▸ **WHAT YOU NEED TO DO**: Examine the records and identify each line that includes the string "leggings". Copy those lines.

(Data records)
○ ○ ○

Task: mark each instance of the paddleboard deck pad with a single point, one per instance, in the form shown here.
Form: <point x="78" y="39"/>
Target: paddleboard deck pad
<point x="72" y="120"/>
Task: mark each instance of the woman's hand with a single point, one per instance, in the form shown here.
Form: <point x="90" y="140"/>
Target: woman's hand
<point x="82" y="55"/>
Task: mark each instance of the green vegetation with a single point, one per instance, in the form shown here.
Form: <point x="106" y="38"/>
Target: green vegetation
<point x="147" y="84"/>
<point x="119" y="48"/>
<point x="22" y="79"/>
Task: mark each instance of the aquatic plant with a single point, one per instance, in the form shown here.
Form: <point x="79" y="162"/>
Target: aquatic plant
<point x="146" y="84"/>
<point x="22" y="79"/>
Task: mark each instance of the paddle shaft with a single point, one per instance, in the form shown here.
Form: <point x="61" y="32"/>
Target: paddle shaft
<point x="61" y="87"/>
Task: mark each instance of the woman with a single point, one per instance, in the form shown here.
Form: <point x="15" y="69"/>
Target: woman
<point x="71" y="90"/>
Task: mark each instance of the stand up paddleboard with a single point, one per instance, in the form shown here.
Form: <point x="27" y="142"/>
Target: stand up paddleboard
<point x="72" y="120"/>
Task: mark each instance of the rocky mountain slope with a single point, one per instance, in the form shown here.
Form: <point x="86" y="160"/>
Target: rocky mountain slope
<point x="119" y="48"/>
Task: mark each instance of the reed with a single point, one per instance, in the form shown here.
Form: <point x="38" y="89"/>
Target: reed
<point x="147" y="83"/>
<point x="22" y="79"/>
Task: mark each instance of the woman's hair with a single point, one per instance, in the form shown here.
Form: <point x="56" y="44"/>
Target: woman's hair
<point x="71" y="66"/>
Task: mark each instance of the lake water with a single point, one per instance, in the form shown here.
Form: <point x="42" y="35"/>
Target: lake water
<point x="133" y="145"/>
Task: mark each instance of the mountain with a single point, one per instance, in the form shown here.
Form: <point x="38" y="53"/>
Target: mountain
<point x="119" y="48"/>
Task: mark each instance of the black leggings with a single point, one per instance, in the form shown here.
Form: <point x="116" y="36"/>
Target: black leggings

○ ○ ○

▸ **REPLY TO THE TASK**:
Task: mark each instance of the black leggings with a single point, one per instance, in the form shown here.
Target: black leggings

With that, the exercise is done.